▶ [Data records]
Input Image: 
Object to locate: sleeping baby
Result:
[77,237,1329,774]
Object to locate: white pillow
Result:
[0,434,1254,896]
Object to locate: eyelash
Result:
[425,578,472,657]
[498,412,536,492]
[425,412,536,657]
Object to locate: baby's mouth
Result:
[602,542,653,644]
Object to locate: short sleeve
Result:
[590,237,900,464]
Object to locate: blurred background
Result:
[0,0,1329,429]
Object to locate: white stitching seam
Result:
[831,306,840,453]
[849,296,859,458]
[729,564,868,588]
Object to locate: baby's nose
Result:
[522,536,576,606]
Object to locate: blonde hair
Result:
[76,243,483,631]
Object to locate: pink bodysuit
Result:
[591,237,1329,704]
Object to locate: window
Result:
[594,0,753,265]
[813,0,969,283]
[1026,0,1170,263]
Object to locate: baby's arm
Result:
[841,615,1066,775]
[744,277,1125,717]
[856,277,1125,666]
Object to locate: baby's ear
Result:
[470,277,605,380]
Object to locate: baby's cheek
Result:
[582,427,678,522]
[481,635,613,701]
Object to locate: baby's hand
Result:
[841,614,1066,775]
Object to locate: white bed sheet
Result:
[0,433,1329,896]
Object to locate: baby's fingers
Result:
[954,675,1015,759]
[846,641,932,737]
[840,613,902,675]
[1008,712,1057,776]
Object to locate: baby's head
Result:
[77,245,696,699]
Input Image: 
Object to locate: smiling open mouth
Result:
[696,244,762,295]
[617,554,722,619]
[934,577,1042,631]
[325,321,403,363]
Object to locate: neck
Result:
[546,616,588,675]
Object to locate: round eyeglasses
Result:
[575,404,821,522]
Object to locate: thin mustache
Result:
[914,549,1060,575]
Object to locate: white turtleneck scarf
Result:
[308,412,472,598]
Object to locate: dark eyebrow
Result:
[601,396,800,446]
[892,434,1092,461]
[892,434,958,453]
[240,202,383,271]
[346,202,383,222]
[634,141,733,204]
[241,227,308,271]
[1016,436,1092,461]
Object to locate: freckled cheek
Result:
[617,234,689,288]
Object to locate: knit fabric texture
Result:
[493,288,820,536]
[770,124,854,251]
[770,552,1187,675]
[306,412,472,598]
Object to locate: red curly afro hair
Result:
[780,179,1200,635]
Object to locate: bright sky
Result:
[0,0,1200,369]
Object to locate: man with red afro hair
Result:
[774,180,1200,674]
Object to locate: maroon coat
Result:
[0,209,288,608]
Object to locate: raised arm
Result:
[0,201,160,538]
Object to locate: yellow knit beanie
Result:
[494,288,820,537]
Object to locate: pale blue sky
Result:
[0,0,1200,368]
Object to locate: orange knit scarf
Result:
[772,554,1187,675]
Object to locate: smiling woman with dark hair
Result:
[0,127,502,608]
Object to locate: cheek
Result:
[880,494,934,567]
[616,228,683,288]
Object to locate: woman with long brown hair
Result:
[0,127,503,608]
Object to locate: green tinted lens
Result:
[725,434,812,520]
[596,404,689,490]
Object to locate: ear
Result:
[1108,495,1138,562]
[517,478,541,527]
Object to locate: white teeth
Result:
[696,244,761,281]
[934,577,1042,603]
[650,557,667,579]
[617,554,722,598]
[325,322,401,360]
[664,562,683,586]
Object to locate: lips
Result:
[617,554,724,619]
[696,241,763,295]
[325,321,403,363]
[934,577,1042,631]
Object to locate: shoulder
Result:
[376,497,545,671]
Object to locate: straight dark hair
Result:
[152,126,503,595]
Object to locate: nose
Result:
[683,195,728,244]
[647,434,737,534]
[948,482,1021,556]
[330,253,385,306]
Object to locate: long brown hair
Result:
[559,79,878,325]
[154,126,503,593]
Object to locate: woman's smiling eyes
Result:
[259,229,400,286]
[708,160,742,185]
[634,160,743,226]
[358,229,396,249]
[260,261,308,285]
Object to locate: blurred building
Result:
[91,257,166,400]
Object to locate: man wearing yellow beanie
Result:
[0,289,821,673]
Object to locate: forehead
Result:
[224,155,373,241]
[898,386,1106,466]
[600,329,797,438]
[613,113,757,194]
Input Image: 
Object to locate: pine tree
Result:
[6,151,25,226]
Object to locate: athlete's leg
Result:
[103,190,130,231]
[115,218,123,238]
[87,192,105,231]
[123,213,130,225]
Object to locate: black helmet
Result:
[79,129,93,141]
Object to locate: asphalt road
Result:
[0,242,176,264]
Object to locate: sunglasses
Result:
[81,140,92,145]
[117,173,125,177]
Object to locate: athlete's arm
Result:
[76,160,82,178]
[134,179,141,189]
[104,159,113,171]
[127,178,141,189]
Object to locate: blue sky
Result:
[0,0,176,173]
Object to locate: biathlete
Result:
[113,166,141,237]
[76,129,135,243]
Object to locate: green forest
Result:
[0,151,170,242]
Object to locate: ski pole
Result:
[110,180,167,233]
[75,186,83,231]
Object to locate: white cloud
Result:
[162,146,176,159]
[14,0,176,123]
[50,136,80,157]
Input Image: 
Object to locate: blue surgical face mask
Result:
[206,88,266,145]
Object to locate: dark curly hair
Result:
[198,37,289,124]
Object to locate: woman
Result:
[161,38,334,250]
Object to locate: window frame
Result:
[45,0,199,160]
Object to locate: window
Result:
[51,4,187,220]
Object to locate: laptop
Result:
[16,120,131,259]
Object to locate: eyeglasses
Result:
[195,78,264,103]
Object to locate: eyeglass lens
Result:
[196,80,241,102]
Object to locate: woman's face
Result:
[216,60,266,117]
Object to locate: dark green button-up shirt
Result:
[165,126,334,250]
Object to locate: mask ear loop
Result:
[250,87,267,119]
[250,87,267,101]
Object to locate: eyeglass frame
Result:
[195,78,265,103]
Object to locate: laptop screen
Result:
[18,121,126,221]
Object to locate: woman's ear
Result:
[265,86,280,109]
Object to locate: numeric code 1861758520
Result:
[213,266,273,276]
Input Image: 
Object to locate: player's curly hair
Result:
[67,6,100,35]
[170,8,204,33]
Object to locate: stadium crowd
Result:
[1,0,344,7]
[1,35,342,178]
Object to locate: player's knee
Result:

▶ [TASK BRIEF]
Using the exact wording, write out all of the records.

▶ [EXERCISE ANSWER]
Input Image: 
Object to locate: sleeping baby
Result:
[77,237,1329,774]
Object to locate: white pillow
Result:
[0,434,1254,896]
Object to locate: eyelash
Result:
[425,578,472,657]
[498,412,536,492]
[425,412,536,657]
Object to locate: baby's mouth
Result:
[602,542,653,644]
Object to locate: short sleeve
Result:
[590,237,900,464]
Object to locate: blurred background
Result:
[0,0,1329,429]
Object to locate: white stitching seam
Result:
[831,306,840,453]
[849,296,859,458]
[729,564,868,588]
Object to locate: baby's nose
Result:
[522,536,576,606]
Object to locate: blonde hair
Result:
[76,243,483,631]
Object to locate: pink bodysuit
Result:
[591,237,1329,704]
Object to locate: window
Result:
[594,0,753,265]
[813,0,969,283]
[1026,0,1170,263]
Object to locate: baby's arm
Result:
[841,615,1066,775]
[744,277,1125,717]
[856,277,1125,666]
Object to locate: baby's ear
Result:
[470,277,605,380]
Object to locate: baby's cheek
Result:
[582,427,678,522]
[481,635,613,701]
Object to locate: baby's hand
Result:
[841,614,1066,775]
Object to locate: white bed sheet
Result:
[0,433,1329,896]
Object to locate: baby's fingers
Result:
[954,675,1015,759]
[846,641,932,737]
[840,613,902,675]
[1008,712,1057,776]
Object to locate: baby's head
Result:
[77,245,696,699]
Input Image: 
Object to locate: smiling open mouth
Result:
[696,244,762,295]
[617,554,722,619]
[934,577,1042,631]
[325,321,403,363]
Object to locate: neck
Result:
[546,616,588,675]
Object to locate: round eyeglasses
Result:
[575,404,821,522]
Object to locate: thin mustache
Result:
[914,549,1060,575]
Object to locate: white turtleneck scarf
Result:
[308,412,472,598]
Object to locate: dark eyebrow
Result:
[601,396,800,446]
[892,434,1092,461]
[892,434,958,453]
[240,202,383,271]
[346,202,383,222]
[634,141,733,204]
[241,227,308,271]
[1016,436,1092,461]
Object to locate: freckled cheek
Result:
[617,234,689,288]
Object to locate: knit fabric texture
Result:
[493,288,820,536]
[770,124,854,251]
[770,552,1187,675]
[306,412,472,598]
Object to locate: red curly afro hair
Result:
[780,179,1200,635]
Object to locate: bright sky
Result:
[0,0,1200,369]
Object to locate: man with red afro hair
Result:
[774,180,1200,674]
Object to locate: maroon coat
Result:
[0,209,288,608]
Object to locate: raised arm
Result:
[0,201,160,538]
Object to locate: yellow knit beanie
Result:
[494,288,820,537]
Object to locate: pale blue sky
Result:
[0,0,1200,368]
Object to locate: orange knit scarf
Result:
[772,554,1187,675]
Object to locate: smiling woman with dark hair
Result:
[0,127,502,608]
Object to locate: cheek
Result:
[880,494,934,567]
[616,228,683,288]
Object to locate: woman with long brown hair
Result:
[0,127,503,608]
Object to locate: green tinted lens
Result:
[725,434,812,520]
[596,404,689,490]
Object to locate: ear
Result:
[1108,495,1138,562]
[517,478,541,527]
Object to locate: white teeth
Result:
[696,244,761,281]
[934,577,1042,603]
[650,557,667,579]
[617,554,722,598]
[325,322,401,360]
[664,562,683,586]
Object to locate: lips
Result:
[617,554,724,619]
[696,241,763,295]
[325,321,403,363]
[934,577,1042,631]
Object to locate: shoulder
Result:
[376,497,545,671]
Object to locate: straight dark hair
Result:
[152,126,503,595]
Object to locate: nose
Result:
[683,195,728,244]
[647,434,737,534]
[948,482,1021,556]
[330,253,385,306]
Object to locate: long brown hair
Result:
[559,79,878,325]
[154,126,503,593]
Object to locate: woman's smiling eyes
Result:
[259,229,400,286]
[708,160,742,185]
[634,160,743,226]
[358,229,396,249]
[260,261,308,285]
Object to locate: blurred building
Result:
[91,257,166,400]
Object to locate: man wearing yellow beanie
Result:
[0,289,821,673]
Object to locate: forehead
Result:
[224,155,373,241]
[898,386,1106,466]
[600,329,797,438]
[613,113,757,194]
Input Image: 
Object to locate: pine tree
Result:
[6,151,25,226]
Object to locate: athlete's leg
Result:
[103,190,130,231]
[115,218,123,238]
[87,192,105,231]
[123,213,130,225]
Object to locate: black helmet
Result:
[79,129,93,141]
Object to locate: asphalt road
Result:
[0,242,176,264]
Object to locate: sunglasses
Result:
[81,140,92,145]
[117,173,125,177]
Object to locate: athlete's arm
Result:
[76,160,82,178]
[134,179,141,189]
[104,159,113,171]
[127,178,141,189]
Object to locate: blue sky
Result:
[0,0,176,173]
Object to locate: biathlete
Result:
[113,166,141,237]
[76,129,135,243]
Object to locate: green forest
Result:
[0,151,170,242]
Object to locate: ski pole
Result:
[110,180,167,233]
[75,186,83,231]
Object to locate: white cloud
Result:
[162,146,176,159]
[14,0,176,123]
[50,136,80,157]
Input Image: 
Object to locate: blue surgical face mask
Result:
[206,88,266,145]
Object to locate: dark curly hair
Result:
[198,37,289,124]
Object to locate: woman
Result:
[161,38,334,250]
Object to locate: window frame
Result:
[45,0,199,160]
Object to locate: window
Result:
[51,4,187,220]
Object to locate: laptop
Result:
[16,120,131,259]
Object to locate: eyeglasses
Result:
[195,78,264,103]
Object to locate: eyeglass lens
Result:
[196,80,241,102]
Object to locate: woman's face
Result:
[216,60,266,117]
Object to locate: dark green button-up shirt
Result:
[165,126,334,250]
Object to locate: mask ear loop
Result:
[250,87,267,119]
[250,87,267,101]
Object to locate: eyeglass frame
Result:
[195,78,265,103]
Object to locate: laptop screen
Result:
[18,121,126,221]
Object to locate: woman's ear
Result:
[265,86,280,109]
Object to locate: numeric code 1861758520
Result:
[213,266,273,276]
Input Image: 
Object to locate: player's curly hair
Result:
[67,6,100,35]
[170,8,204,33]
Object to locate: stadium crowd
Result:
[1,0,344,7]
[1,35,342,178]
Object to locate: player's knee
Result:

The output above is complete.